抜粋文
··········

危険な金属アレルギービジネスに注意

なかなか治らない皮膚疾患をかかえている方の多くは、 さまざまな皮膚科を受診していることが多く、 皮膚科でステロイド剤等の処方が行われたが、なかなか改善しないため、 金属アレルギーを疑い、パッチテスト等の金属アレルギー検査を行われることがあります。
そして、パッチテスト等のアレルギー検査の結果、陽性(金属アレルギー)と診断された場合には、まず口腔内金属を撤去することから始まります。

ほとんどの仕事で言えることですが、多くの人が 望む事 や 物品 等がある場合、そこにビジネスチャンスがあるのは当然のことです。
金属アレルギー治療も同様です。
金属アレルギー治療を希望する患者様が多くいらっしゃる場合、 それをビジネスチャンスと考える人も多く現れるものです。
もちろん、科学的根拠(医学的根拠)をしっかりと持ち、適切な医療行為を行っている先生(業者)がほとんどであると思いますが、中には悪質な先生(業者)が存在することも事実です。

口腔内金属を撤去し、メタルフリーとする治療は、多くの場合保険が適応されません。
金属アレルギー改善治療の詳細は以下を参考にして下さい。
保険診療による治療内容も含まれています。 審美[オールセラミック/金属アレルギー外来]について

そのため、治療内容によっては高額な治療費がかかる場合があります。
また、口腔内金属を全て撤去すれば、必ず金属アレルギーが改善されるわけではありません。
口腔内金属を全て撤去しても完全に治らない場合もあるのです。

··········

作業課題 1
上の抜粋文から、「金属アレルギー治療を希望する」から「口腔内金属を全て撤去しても完全に治らない場合もあるのです。」までをすべてそのまま引用してください。
作業課題 2
上の抜粋文で、なかなか治らない皮膚疾患をかかえている人がたどる流れとして書かれている段階を、順番にすべて挙げてください。

··········

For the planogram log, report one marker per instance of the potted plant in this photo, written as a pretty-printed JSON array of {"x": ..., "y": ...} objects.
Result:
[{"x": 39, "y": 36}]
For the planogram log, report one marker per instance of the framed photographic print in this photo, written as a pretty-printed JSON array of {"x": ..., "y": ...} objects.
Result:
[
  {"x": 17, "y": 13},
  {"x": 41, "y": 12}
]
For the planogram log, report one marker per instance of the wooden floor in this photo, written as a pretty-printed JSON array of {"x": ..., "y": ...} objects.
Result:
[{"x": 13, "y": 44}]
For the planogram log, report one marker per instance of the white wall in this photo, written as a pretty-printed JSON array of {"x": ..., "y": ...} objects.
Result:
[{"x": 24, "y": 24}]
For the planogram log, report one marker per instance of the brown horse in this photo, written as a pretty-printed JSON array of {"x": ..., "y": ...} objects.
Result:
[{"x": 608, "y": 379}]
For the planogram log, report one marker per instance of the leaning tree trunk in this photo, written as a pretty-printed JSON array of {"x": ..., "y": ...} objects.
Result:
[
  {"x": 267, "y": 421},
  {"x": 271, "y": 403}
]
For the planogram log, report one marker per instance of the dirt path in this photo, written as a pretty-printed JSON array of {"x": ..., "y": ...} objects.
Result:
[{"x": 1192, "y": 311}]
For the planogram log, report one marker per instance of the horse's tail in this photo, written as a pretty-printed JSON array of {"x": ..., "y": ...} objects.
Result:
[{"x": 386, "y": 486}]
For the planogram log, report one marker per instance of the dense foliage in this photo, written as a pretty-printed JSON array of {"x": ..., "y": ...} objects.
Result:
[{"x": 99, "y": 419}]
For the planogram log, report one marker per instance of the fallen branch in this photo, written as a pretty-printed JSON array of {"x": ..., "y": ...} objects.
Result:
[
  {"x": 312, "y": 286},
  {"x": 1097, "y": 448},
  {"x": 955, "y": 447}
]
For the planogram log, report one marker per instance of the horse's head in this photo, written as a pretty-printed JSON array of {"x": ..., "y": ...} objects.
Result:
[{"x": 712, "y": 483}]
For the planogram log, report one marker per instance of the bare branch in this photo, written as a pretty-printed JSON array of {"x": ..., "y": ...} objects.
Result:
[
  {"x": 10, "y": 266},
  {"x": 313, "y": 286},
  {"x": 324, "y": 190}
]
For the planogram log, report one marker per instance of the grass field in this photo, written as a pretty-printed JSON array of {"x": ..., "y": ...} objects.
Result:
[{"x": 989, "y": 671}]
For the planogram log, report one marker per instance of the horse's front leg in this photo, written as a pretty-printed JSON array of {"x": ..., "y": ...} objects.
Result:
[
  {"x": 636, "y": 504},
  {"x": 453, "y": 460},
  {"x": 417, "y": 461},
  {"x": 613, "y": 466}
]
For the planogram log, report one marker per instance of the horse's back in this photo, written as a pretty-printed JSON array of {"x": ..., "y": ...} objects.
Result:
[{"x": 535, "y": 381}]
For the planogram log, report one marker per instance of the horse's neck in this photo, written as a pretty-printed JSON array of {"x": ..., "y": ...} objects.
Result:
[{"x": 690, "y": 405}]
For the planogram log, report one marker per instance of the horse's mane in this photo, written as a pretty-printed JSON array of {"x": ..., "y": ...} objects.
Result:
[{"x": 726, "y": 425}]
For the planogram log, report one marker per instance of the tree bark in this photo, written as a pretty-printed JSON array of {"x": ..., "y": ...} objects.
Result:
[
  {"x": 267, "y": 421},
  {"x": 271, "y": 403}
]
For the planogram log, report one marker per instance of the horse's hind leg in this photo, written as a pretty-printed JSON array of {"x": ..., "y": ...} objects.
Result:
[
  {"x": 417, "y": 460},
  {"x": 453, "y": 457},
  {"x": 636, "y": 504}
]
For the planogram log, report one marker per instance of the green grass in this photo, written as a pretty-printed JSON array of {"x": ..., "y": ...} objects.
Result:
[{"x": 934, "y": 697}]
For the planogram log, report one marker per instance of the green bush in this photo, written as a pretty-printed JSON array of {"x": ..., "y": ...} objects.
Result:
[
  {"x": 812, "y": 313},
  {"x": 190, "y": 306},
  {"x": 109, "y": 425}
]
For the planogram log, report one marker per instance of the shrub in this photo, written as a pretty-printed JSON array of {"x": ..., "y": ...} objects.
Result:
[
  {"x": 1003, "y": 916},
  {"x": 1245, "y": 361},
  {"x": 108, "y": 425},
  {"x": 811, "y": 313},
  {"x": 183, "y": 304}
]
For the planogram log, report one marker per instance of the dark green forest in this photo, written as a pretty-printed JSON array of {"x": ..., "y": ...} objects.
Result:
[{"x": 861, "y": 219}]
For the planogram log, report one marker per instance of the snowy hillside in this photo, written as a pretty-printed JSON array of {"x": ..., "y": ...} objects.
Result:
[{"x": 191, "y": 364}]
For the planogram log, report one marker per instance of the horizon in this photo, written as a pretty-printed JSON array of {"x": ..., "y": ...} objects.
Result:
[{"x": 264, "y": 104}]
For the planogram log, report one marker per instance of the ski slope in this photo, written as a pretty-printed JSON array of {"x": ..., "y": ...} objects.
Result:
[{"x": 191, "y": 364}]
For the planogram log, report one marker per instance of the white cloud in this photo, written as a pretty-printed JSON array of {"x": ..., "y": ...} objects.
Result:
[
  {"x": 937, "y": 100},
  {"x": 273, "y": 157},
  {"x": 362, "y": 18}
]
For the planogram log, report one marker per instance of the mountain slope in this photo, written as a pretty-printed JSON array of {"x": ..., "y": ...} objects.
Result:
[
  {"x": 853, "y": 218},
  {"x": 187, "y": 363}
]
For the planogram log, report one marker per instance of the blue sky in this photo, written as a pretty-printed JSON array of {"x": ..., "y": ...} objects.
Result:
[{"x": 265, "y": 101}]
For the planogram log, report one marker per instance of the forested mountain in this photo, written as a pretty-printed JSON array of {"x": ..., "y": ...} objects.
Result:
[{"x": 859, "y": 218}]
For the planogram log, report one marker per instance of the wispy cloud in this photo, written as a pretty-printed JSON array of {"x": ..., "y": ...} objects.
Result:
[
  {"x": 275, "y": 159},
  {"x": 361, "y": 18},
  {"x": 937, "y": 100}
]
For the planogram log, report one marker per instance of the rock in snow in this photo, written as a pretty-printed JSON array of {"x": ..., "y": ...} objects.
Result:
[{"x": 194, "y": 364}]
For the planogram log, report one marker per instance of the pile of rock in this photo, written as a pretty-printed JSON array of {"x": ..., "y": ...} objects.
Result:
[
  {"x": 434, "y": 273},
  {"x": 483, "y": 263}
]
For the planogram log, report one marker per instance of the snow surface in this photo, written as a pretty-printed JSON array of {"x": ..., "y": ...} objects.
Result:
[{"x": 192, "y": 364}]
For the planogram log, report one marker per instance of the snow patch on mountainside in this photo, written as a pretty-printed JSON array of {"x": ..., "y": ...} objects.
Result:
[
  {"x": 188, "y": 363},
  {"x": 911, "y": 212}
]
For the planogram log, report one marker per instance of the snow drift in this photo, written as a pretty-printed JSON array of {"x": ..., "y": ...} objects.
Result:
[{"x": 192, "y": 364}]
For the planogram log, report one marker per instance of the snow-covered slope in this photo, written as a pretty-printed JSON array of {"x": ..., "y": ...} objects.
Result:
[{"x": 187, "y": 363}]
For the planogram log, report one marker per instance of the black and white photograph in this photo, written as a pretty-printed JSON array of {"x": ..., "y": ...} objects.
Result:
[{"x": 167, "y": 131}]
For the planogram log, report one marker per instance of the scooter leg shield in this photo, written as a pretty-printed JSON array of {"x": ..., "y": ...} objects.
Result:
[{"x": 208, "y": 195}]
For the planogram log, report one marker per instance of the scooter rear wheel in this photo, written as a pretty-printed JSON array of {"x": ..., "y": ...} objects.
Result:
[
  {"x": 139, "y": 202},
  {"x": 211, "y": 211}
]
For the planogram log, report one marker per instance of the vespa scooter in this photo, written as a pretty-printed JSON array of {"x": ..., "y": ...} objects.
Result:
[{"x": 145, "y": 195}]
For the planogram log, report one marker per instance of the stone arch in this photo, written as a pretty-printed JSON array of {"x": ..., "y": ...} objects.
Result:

··········

課題の回答 1
金属アレルギー治療を希望する患者様が多くいらっしゃる場合、 それをビジネスチャンスと考える人も多く現れるものです。
もちろん、科学的根拠(医学的根拠)をしっかりと持ち、適切な医療行為を行っている先生(業者)がほとんどであると思いますが、中には悪質な先生(業者)が存在することも事実です。

口腔内金属を撤去し、メタルフリーとする治療は、多くの場合保険が適応されません。
金属アレルギー改善治療の詳細は以下を参考にして下さい。
保険診療による治療内容も含まれています。 審美[オールセラミック/金属アレルギー外来]について

そのため、治療内容によっては高額な治療費がかかる場合があります。
また、口腔内金属を全て撤去すれば、必ず金属アレルギーが改善されるわけではありません。
口腔内金属を全て撤去しても完全に治らない場合もあるのです。

課題の回答 2
1. さまざまな皮膚科を受診する
2. 皮膚科でステロイド剤等を処方されるが、なかなか改善しない
3. 金属アレルギーを疑い、パッチテスト等の金属アレルギー検査を受ける
4. 検査で陽性(金属アレルギー)と診断されたら、まず口腔内金属を撤去する